(Dataset entries)
◆ ◆ ◆

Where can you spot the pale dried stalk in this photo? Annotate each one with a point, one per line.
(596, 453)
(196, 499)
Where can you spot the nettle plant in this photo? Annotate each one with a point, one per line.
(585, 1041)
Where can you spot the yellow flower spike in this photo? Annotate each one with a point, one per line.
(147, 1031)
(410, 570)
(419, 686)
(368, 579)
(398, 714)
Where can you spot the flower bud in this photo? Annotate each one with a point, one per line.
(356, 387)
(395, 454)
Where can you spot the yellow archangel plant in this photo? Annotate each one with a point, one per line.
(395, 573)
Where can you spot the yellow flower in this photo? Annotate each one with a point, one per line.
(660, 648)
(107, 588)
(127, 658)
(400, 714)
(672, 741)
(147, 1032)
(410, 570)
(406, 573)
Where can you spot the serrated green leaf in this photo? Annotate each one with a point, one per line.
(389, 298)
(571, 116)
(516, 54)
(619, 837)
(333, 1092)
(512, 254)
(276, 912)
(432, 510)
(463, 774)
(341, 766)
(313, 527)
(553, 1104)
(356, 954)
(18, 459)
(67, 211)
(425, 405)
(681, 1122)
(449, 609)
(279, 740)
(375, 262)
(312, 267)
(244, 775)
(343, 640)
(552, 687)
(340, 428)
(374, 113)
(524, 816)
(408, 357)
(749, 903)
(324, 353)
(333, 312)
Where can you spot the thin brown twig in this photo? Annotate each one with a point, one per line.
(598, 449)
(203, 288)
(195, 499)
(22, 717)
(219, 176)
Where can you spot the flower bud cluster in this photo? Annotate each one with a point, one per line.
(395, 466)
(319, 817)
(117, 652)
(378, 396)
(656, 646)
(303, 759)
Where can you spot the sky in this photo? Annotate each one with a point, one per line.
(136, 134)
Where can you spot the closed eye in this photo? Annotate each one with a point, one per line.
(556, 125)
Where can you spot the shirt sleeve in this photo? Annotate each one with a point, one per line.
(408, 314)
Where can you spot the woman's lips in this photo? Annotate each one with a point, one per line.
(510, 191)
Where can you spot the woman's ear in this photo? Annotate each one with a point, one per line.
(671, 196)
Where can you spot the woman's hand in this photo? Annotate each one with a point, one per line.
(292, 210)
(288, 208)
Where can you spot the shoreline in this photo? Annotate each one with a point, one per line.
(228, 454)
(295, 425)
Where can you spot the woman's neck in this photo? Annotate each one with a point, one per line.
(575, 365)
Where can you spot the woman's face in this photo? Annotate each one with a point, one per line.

◆ ◆ ◆

▸ **Exercise requirements**:
Put every entry above into a Markdown table with two columns, Row and Entry. Number each row, and leave out any blank lines.

▸ **The reply**:
| Row | Entry |
|---|---|
| 1 | Where can you spot the pale dried stalk in this photo? Annotate each one with a point, one per line. |
| 2 | (596, 453) |
| 3 | (196, 499) |
| 4 | Where can you spot the nettle plant in this photo? Annotate each one with a point, one per line. |
| 5 | (585, 1041) |
| 6 | Where can you spot the yellow flower spike in this photo? Annotate each one with a point, one per line. |
| 7 | (147, 1031) |
| 8 | (410, 570) |
| 9 | (419, 686) |
| 10 | (368, 579) |
| 11 | (398, 714) |
| 12 | Where can you spot the flower bud in this photo? Annotate each one with a point, one per line. |
| 13 | (356, 387) |
| 14 | (395, 454) |
| 15 | Where can you spot the yellow archangel plant in this photo? Annotate each one with a point, one per line. |
| 16 | (395, 573) |
| 17 | Where can you spot the yellow flower in this photo? Annotate each one with a point, one per line. |
| 18 | (660, 648) |
| 19 | (107, 588) |
| 20 | (127, 658) |
| 21 | (400, 714) |
| 22 | (672, 741) |
| 23 | (147, 1032) |
| 24 | (410, 570) |
| 25 | (406, 573) |
| 26 | Where can you spot the serrated green leaf in this photo? Annotate each one with a point, one per line. |
| 27 | (389, 298) |
| 28 | (571, 116) |
| 29 | (516, 54) |
| 30 | (619, 837) |
| 31 | (333, 1092) |
| 32 | (512, 254) |
| 33 | (276, 912) |
| 34 | (432, 510) |
| 35 | (463, 774) |
| 36 | (341, 766) |
| 37 | (313, 527) |
| 38 | (553, 1104) |
| 39 | (356, 954) |
| 40 | (18, 459) |
| 41 | (67, 211) |
| 42 | (425, 405) |
| 43 | (681, 1122) |
| 44 | (449, 609) |
| 45 | (279, 740) |
| 46 | (375, 262) |
| 47 | (312, 267) |
| 48 | (244, 775) |
| 49 | (343, 640) |
| 50 | (552, 687) |
| 51 | (340, 428) |
| 52 | (374, 113) |
| 53 | (524, 816) |
| 54 | (408, 357) |
| 55 | (749, 903) |
| 56 | (324, 353) |
| 57 | (333, 312) |
| 58 | Where can you spot the thin brown twig in this photo? Annotate each one with a point, one per line. |
| 59 | (598, 449) |
| 60 | (203, 288) |
| 61 | (195, 499) |
| 62 | (22, 717) |
| 63 | (219, 176) |
| 64 | Where can you spot the flower bud cluster in this photo? Annotate each one with a point, one per line. |
| 65 | (395, 466) |
| 66 | (319, 817) |
| 67 | (117, 652) |
| 68 | (378, 396) |
| 69 | (656, 646) |
| 70 | (303, 759) |
| 71 | Where can you spot the sky in this photo? Annotate each one with a point, one per line. |
| 72 | (136, 134) |
| 73 | Where can you spot the closed eye in this photo? Annotate each one with a point, one per line. |
| 74 | (556, 125) |
| 75 | Where can you spot the shirt sleeve in this photo? Annotate each one with a point, one per line. |
| 76 | (408, 314) |
| 77 | Where can you spot the woman's lips in this photo? Annotate each one with a point, one per line. |
| 78 | (510, 191) |
| 79 | Where can you spot the woman's ear in this photo? Annotate each one with a point, one per line. |
| 80 | (671, 196) |
| 81 | Where can you spot the woman's hand in this photo? Annotate each one with a point, one per line. |
| 82 | (292, 210) |
| 83 | (288, 208) |
| 84 | Where can you spot the shoreline in this photo? Annotate each one with a point, one per line. |
| 85 | (228, 454) |
| 86 | (295, 425) |
| 87 | Where can you spot the woman's neck in this photo? Annotate each one with a point, one per line. |
| 88 | (575, 365) |
| 89 | Where can you spot the woman's face in this photo? Annotate each one with a point, one per line. |